Objective: Pictures appear in the records below; write out everything else exactly.

Data rows:
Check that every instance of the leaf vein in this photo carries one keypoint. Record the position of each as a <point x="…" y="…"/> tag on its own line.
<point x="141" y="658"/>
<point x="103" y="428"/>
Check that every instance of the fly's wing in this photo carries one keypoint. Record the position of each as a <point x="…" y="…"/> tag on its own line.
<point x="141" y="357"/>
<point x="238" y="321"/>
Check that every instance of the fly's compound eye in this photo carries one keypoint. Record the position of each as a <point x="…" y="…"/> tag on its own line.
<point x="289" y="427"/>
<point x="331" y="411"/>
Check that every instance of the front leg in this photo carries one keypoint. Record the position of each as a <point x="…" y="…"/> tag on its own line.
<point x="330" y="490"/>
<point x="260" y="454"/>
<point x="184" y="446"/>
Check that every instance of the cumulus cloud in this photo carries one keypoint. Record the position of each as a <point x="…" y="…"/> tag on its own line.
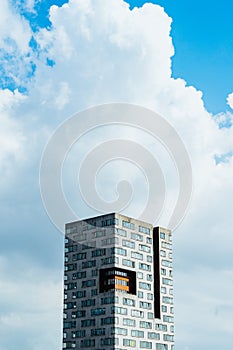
<point x="103" y="52"/>
<point x="230" y="100"/>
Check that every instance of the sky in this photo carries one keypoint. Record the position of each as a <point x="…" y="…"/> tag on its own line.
<point x="171" y="57"/>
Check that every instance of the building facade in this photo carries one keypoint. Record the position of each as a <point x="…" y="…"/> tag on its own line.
<point x="118" y="286"/>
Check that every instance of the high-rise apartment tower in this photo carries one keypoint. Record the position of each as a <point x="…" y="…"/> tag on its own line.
<point x="118" y="290"/>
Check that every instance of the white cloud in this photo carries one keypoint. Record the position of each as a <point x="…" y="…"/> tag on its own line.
<point x="230" y="100"/>
<point x="104" y="52"/>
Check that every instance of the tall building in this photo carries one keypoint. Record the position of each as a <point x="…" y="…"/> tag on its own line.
<point x="118" y="290"/>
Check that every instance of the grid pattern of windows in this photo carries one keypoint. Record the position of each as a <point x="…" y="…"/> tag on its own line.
<point x="110" y="295"/>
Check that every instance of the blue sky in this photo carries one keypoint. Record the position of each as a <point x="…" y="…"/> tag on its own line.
<point x="55" y="62"/>
<point x="202" y="37"/>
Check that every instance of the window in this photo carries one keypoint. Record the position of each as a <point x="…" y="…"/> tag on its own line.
<point x="167" y="318"/>
<point x="145" y="324"/>
<point x="149" y="296"/>
<point x="121" y="232"/>
<point x="129" y="322"/>
<point x="88" y="283"/>
<point x="128" y="244"/>
<point x="68" y="325"/>
<point x="78" y="314"/>
<point x="99" y="233"/>
<point x="128" y="301"/>
<point x="136" y="255"/>
<point x="70" y="305"/>
<point x="98" y="252"/>
<point x="140" y="275"/>
<point x="128" y="263"/>
<point x="163" y="290"/>
<point x="98" y="311"/>
<point x="164" y="308"/>
<point x="87" y="343"/>
<point x="168" y="337"/>
<point x="110" y="260"/>
<point x="129" y="342"/>
<point x="88" y="302"/>
<point x="120" y="331"/>
<point x="88" y="323"/>
<point x="167" y="281"/>
<point x="109" y="341"/>
<point x="136" y="237"/>
<point x="72" y="285"/>
<point x="78" y="275"/>
<point x="143" y="266"/>
<point x="167" y="300"/>
<point x="162" y="253"/>
<point x="166" y="263"/>
<point x="79" y="334"/>
<point x="153" y="335"/>
<point x="161" y="346"/>
<point x="70" y="267"/>
<point x="128" y="224"/>
<point x="110" y="241"/>
<point x="144" y="248"/>
<point x="79" y="294"/>
<point x="137" y="313"/>
<point x="118" y="250"/>
<point x="94" y="292"/>
<point x="140" y="294"/>
<point x="119" y="310"/>
<point x="161" y="327"/>
<point x="166" y="245"/>
<point x="108" y="320"/>
<point x="145" y="345"/>
<point x="145" y="305"/>
<point x="94" y="272"/>
<point x="162" y="235"/>
<point x="109" y="300"/>
<point x="136" y="333"/>
<point x="79" y="256"/>
<point x="88" y="264"/>
<point x="144" y="230"/>
<point x="97" y="331"/>
<point x="144" y="285"/>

Expected answer:
Check that every instance of the leaf vein in this photo carries one keypoint. Record the position of each as a <point x="…" y="…"/> tag on its own line.
<point x="141" y="658"/>
<point x="103" y="428"/>
Check that every instance of the fly's wing in this photo carries one keypoint. Record the position of each as a <point x="…" y="…"/> tag on its own line.
<point x="141" y="357"/>
<point x="238" y="321"/>
Check that every instance of the fly's compound eye in this photo carries one keypoint. Record the position of each as a <point x="…" y="…"/> tag on its own line.
<point x="289" y="427"/>
<point x="331" y="411"/>
Check that every instance of the front leg in this photo carries one keypoint. Record the position of each as a <point x="…" y="…"/> tag on its own line.
<point x="330" y="490"/>
<point x="260" y="454"/>
<point x="184" y="446"/>
Check that every instance of the cumulus cloud in this photo carries one keypoint. Record the position of each as a <point x="…" y="…"/> tag on its own line.
<point x="103" y="52"/>
<point x="230" y="100"/>
Check that every instance of the sky in this photo carries one keypoint. Record the position of each as a <point x="…" y="…"/> tag on its own line.
<point x="171" y="57"/>
Check that every instance of the building facade in this photo carries one keypoint. Record the position of each as a <point x="…" y="…"/> tag on its own line.
<point x="118" y="286"/>
Check that every instance of the high-rise apartment tower in this photo carries one keypoint. Record the position of each as a <point x="…" y="…"/> tag on its own line.
<point x="118" y="290"/>
Check that every instance of the white cloud in this photo carries one keypoint. Record the position of each as a <point x="…" y="…"/> tag on its own line.
<point x="230" y="100"/>
<point x="104" y="52"/>
Check that every instance of the tall building in this photo carries one keypoint. Record the position of each as a <point x="…" y="…"/> tag on its own line.
<point x="118" y="290"/>
Check that every instance of the grid pattern of windows in this photo carries one keypoint. Record the position of each as a <point x="…" y="…"/> tag on its own line.
<point x="110" y="295"/>
Check that every instance of the blue sky in this photo carries one keypoint. Record the position of each as a <point x="…" y="…"/> tag on its own line.
<point x="55" y="62"/>
<point x="202" y="37"/>
Check that every instance of the window in this photo carries one keypoint. Record the position of each as a <point x="…" y="…"/> tag on its own line.
<point x="167" y="318"/>
<point x="145" y="324"/>
<point x="149" y="296"/>
<point x="121" y="232"/>
<point x="129" y="322"/>
<point x="88" y="283"/>
<point x="128" y="244"/>
<point x="68" y="325"/>
<point x="78" y="314"/>
<point x="99" y="233"/>
<point x="128" y="301"/>
<point x="136" y="255"/>
<point x="70" y="305"/>
<point x="98" y="252"/>
<point x="140" y="275"/>
<point x="128" y="263"/>
<point x="163" y="290"/>
<point x="98" y="311"/>
<point x="164" y="308"/>
<point x="87" y="343"/>
<point x="168" y="337"/>
<point x="110" y="260"/>
<point x="129" y="342"/>
<point x="88" y="302"/>
<point x="120" y="331"/>
<point x="88" y="323"/>
<point x="167" y="281"/>
<point x="109" y="341"/>
<point x="136" y="237"/>
<point x="72" y="285"/>
<point x="78" y="275"/>
<point x="143" y="266"/>
<point x="167" y="300"/>
<point x="162" y="253"/>
<point x="166" y="263"/>
<point x="79" y="334"/>
<point x="153" y="335"/>
<point x="161" y="346"/>
<point x="70" y="267"/>
<point x="128" y="224"/>
<point x="110" y="241"/>
<point x="144" y="248"/>
<point x="79" y="294"/>
<point x="137" y="313"/>
<point x="118" y="250"/>
<point x="94" y="292"/>
<point x="140" y="294"/>
<point x="119" y="310"/>
<point x="161" y="327"/>
<point x="166" y="245"/>
<point x="108" y="320"/>
<point x="145" y="345"/>
<point x="145" y="305"/>
<point x="94" y="272"/>
<point x="162" y="235"/>
<point x="109" y="300"/>
<point x="136" y="333"/>
<point x="79" y="256"/>
<point x="88" y="264"/>
<point x="144" y="230"/>
<point x="97" y="331"/>
<point x="144" y="285"/>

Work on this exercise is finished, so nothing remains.